**WHAT IS REQUIRED:** Print each line of the listing once more, precisely as given.

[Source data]
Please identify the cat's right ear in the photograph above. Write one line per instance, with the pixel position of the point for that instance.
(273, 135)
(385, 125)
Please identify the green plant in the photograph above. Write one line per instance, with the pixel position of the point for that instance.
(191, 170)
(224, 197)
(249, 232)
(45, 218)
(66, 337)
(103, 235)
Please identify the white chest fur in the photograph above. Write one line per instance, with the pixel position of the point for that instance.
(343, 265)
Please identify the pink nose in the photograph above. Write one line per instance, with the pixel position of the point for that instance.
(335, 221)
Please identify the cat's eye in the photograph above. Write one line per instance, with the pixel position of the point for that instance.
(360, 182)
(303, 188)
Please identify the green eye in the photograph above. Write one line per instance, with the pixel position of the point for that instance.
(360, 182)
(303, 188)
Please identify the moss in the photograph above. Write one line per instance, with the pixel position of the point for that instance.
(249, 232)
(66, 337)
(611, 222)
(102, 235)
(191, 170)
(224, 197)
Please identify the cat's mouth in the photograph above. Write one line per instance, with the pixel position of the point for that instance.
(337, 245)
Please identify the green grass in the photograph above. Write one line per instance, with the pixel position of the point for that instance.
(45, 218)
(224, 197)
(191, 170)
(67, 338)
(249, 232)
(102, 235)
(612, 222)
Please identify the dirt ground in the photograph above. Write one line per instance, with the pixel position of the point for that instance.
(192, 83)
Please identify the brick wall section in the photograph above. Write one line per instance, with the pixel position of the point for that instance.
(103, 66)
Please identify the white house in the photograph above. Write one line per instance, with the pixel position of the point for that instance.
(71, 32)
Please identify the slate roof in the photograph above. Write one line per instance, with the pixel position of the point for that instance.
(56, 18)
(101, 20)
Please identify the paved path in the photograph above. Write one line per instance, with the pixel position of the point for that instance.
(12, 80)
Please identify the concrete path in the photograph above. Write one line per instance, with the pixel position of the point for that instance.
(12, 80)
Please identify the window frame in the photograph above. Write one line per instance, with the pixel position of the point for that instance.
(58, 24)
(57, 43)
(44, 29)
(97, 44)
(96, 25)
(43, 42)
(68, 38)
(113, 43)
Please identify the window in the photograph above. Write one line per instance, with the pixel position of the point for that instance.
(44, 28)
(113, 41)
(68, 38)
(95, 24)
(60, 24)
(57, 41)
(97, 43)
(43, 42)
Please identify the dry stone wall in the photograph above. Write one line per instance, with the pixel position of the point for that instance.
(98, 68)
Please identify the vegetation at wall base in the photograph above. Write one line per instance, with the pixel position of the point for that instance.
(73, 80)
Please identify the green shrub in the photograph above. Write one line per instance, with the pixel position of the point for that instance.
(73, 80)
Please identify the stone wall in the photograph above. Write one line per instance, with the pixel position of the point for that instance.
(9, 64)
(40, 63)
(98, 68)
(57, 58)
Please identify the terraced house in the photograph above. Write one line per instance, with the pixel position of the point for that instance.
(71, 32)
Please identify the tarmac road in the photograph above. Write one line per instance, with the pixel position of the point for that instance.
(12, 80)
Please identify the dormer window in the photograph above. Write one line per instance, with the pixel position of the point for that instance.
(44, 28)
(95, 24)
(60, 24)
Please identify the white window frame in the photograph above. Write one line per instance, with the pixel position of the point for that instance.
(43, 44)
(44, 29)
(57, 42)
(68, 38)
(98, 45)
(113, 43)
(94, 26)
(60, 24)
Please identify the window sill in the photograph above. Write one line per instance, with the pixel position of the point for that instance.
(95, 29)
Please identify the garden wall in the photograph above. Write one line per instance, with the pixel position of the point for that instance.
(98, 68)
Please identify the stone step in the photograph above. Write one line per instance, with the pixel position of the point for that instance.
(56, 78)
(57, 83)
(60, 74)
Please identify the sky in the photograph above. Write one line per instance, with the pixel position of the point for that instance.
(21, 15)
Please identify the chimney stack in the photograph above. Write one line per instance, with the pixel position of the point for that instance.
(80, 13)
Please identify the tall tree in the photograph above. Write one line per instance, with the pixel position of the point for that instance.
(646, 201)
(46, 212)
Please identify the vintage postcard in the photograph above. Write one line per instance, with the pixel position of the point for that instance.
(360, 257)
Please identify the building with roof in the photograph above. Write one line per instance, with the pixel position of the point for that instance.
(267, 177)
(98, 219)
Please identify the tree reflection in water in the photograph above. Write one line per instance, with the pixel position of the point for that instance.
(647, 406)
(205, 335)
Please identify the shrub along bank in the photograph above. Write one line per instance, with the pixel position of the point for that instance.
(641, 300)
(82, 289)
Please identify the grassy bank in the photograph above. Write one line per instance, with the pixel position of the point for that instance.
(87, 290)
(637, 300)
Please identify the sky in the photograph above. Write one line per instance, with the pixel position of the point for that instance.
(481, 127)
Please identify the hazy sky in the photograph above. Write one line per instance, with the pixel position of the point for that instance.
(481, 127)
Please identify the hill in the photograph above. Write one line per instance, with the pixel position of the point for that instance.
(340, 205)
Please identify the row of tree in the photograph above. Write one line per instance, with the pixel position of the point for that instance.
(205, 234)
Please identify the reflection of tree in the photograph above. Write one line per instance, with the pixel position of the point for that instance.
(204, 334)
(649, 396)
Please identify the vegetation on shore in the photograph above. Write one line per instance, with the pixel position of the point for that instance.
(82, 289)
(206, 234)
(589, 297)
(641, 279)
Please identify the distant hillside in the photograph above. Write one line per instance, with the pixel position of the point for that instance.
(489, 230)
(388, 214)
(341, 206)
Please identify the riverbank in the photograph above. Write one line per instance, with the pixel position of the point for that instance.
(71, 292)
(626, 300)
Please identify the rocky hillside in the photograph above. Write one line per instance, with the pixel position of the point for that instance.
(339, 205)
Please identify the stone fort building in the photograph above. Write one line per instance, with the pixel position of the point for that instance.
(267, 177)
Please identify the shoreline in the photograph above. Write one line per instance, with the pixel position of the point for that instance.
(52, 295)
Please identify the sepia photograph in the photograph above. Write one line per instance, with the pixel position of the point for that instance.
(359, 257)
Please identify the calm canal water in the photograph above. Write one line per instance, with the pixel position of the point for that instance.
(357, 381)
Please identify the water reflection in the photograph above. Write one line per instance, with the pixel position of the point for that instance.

**FINAL ANSWER:**
Please identify the cat's right ear in the photograph above. Write one line per instance, with the pixel position of the point for that instance.
(273, 135)
(385, 125)
Please identify the green plant in the photograph above. Write one line per instance, with the pixel position of the point for that instance.
(191, 170)
(224, 197)
(249, 232)
(45, 218)
(66, 337)
(103, 235)
Please identify the white chest fur in the photograph above. Write one line per instance, with the pixel position of the point for that instance.
(343, 265)
Please identify the pink nose in the photograph above. Write one line per instance, with the pixel position of the point for that instance.
(335, 221)
Please identify the cat's eye in the photograph above. Write one line per instance, with the pixel position of the point for that instance.
(360, 182)
(303, 188)
Please identify the green eye in the photograph above. Write one line per instance, with the pixel position of the point for that instance.
(360, 182)
(303, 188)
Please identify the moss in the photograph above. Write one line per instance, with the pixel position of the point for that instance.
(249, 232)
(66, 337)
(611, 222)
(102, 235)
(191, 170)
(224, 197)
Please identify the cat's mouth in the photograph above. Write one line per instance, with the pixel position of the point for that instance.
(337, 245)
Please identify the green grass in the photograph above. Write one line per instance, with the pixel position of the point for that instance.
(45, 218)
(224, 197)
(191, 170)
(67, 338)
(249, 232)
(102, 235)
(612, 222)
Please identify the dirt ground in the photograph above. Write one line per instance, with the pixel position of the point for that instance.
(192, 83)
Please identify the brick wall section in the photograph above. Write one line per instance, with the pixel position of the point for that instance.
(103, 66)
Please identify the white house in the photograph above. Write one line per instance, with the pixel position of the point for that instance.
(71, 32)
Please identify the slate roof in the photograph above. Write one line per instance, with the pixel position of the point for that instance.
(56, 18)
(101, 20)
Please identify the paved path in the photograph above. Write one line per instance, with the pixel position of the point for that instance.
(12, 80)
Please identify the concrete path in the photograph above. Write one line per instance, with the pixel position of the point for that instance.
(12, 80)
Please identify the window frame in the photograph above. Write one line per instance, with the pixel position of the point for that instance.
(58, 24)
(57, 43)
(44, 29)
(97, 44)
(96, 25)
(43, 42)
(68, 38)
(113, 43)
Please identify the window in the photograph above. Write one line per instance, with the pixel position of the point for that instance.
(44, 28)
(113, 41)
(68, 38)
(95, 24)
(60, 24)
(57, 41)
(97, 43)
(43, 42)
Please identify the dry stone wall in the photograph above. Write one line per instance, with the pixel position of the point for that instance.
(98, 68)
Please identify the vegetation at wall base in the photograph above. Write one line per instance, with the pixel position of the point for that instance.
(73, 80)
Please identify the green shrub in the photograph above. Write one line per instance, with the pixel position of the point for that instance.
(73, 80)
Please identify the stone wall in the photograph above. Write one line per instance, with the pixel position of the point for that instance.
(9, 64)
(40, 63)
(98, 68)
(57, 58)
Please identify the terraced house in the photograph above. Write one line per instance, with the pixel position of the point for that instance.
(71, 32)
Please identify the tarmac road in the photograph above. Write one line per instance, with the pixel position of the point for that instance.
(12, 80)
Please identify the dormer window in the photograph above. Write one line per instance, with the pixel position of the point for that instance.
(44, 28)
(95, 24)
(60, 24)
Please identify the white window frame in the photograph above. Write one line per instance, with the pixel position of the point for that instance.
(43, 44)
(44, 29)
(57, 42)
(68, 38)
(98, 45)
(113, 43)
(94, 26)
(60, 24)
Please identify the window sill in the photograph above. Write one line per instance, with the pixel position of the point for that instance.
(95, 29)
Please identify the garden wall in the photograph above. Write one line per instance, with the pixel position of the point for that instance.
(98, 68)
Please identify the stone step in the photograph above. Write one line per instance, with the pixel position of the point for that instance.
(56, 78)
(57, 83)
(60, 74)
Please identify the sky in the photograph above. Write one line per instance, with the pixel position of the point for that instance.
(21, 15)
Please identify the chimney stack in the photograph above. Write one line per instance, with the pixel position of the point for that instance.
(80, 13)
Please identify the tall tree in the photograph above. Write one line per instance, with the pixel position of the point for that instance.
(646, 201)
(46, 212)
Please identify the vintage postcard in the photograph above. Write one line per instance, with the pixel position of the point for that instance.
(360, 257)
Please identify the building with roof in the photograph above. Write one line per instance, with the pixel position of the point for that instance.
(267, 177)
(98, 219)
Please identify the tree reflection in water in the photograph above. Write one line per instance, with the pixel position of the point for that instance.
(647, 406)
(205, 335)
Please identify the shrub along bank in the photograph above. Write one line per instance, with the pixel position of the point for that instance.
(641, 300)
(82, 289)
Please identify the grassy bank in the photograph above. Write one line per instance, with the pixel position of the point for that instance.
(87, 290)
(637, 300)
Please identify the sky in the photograph above. Write one line per instance, with the pixel position of the point for that instance.
(481, 127)
Please identify the hazy sky in the photograph above. Write one line per instance, with the pixel position of the point for that instance.
(481, 127)
Please identify the hill in the photograph above. Write one line per instance, with the pixel position of the point for that instance.
(340, 205)
Please identify the row of tree in the photograph above. Write one line per instance, with the pixel position of the point for that instance.
(205, 234)
Please identify the reflection of tree in the photograph above. Write one line per instance, with the pixel position of the point for that instance.
(204, 334)
(649, 396)
Please identify the vegetation on shore in the photograph above. Write one line per instance, with the pixel position of the point for that instance.
(82, 289)
(206, 234)
(589, 297)
(641, 279)
Please identify the distant hillside in the photograph above. Write one line per instance, with the pixel position of the point for that instance.
(489, 230)
(388, 214)
(341, 206)
Please identify the riverbank in the photograph above. Write one line per instance, with the pixel position of the point for that instance.
(71, 292)
(626, 300)
Please identify the rocky hillside in the photograph above. Write one line per instance, with the pixel position of the point for that instance.
(339, 205)
Please identify the stone fort building in the photograph above. Write one line per instance, with the pixel position of the point for that instance.
(267, 177)
Please identify the shoreline in the photograph above. Write one line per instance, with the pixel position of the point for that instance.
(52, 295)
Please identify the sepia photograph in the photograph above. Write one line per instance, with the pixel position of the point for that instance.
(359, 257)
Please identify the calm canal water in the photograph above. Write one line per instance, with the pixel position of the point for that instance.
(357, 381)
Please identify the water reflection in the photograph above. Write one line per instance, with the pixel position of the point for that instance.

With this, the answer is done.